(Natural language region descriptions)
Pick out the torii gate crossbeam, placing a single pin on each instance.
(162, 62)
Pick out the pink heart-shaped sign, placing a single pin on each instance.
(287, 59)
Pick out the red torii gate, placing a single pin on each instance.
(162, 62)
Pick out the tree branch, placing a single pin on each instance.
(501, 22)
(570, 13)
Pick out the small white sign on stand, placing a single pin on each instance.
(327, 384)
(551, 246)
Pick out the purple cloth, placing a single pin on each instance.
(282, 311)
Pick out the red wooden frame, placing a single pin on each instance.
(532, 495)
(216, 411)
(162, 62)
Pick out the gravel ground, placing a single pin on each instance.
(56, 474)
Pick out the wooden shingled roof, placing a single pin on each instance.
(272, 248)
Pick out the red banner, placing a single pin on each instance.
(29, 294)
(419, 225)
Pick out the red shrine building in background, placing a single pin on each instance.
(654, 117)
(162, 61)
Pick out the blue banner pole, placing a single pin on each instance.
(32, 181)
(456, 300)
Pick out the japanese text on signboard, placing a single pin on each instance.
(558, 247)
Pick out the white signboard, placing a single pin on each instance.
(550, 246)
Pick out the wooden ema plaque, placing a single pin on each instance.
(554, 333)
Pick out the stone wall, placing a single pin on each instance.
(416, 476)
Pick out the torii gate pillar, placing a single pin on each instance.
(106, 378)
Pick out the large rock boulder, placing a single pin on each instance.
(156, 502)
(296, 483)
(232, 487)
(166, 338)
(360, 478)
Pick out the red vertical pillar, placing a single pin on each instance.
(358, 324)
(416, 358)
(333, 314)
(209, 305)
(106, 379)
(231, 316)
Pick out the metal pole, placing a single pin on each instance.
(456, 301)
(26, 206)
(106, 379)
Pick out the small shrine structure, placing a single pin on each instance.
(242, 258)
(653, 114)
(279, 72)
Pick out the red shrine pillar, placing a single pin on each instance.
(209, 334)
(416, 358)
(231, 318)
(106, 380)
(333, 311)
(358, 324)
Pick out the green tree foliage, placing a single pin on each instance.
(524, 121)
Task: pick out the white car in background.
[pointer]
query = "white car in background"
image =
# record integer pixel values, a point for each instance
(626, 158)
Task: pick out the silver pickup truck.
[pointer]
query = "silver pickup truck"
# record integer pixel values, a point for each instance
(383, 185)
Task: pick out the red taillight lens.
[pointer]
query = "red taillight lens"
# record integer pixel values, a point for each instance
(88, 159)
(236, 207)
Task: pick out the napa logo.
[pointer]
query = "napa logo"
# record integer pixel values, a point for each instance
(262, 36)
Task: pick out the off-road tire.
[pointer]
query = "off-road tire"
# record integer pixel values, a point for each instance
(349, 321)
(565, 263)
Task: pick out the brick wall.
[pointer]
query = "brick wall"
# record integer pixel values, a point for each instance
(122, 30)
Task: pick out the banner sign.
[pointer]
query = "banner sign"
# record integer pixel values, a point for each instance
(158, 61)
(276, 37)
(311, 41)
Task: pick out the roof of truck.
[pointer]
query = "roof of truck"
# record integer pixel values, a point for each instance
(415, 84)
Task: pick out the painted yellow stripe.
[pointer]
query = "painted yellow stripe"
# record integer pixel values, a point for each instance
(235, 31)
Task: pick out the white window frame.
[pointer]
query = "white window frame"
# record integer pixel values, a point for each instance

WHAT TO WORK ON: Copy out the lines above that hold the string "pickup".

RESULT OF THIS TASK:
Task: pick out the silver pickup truck.
query = "silver pickup truck"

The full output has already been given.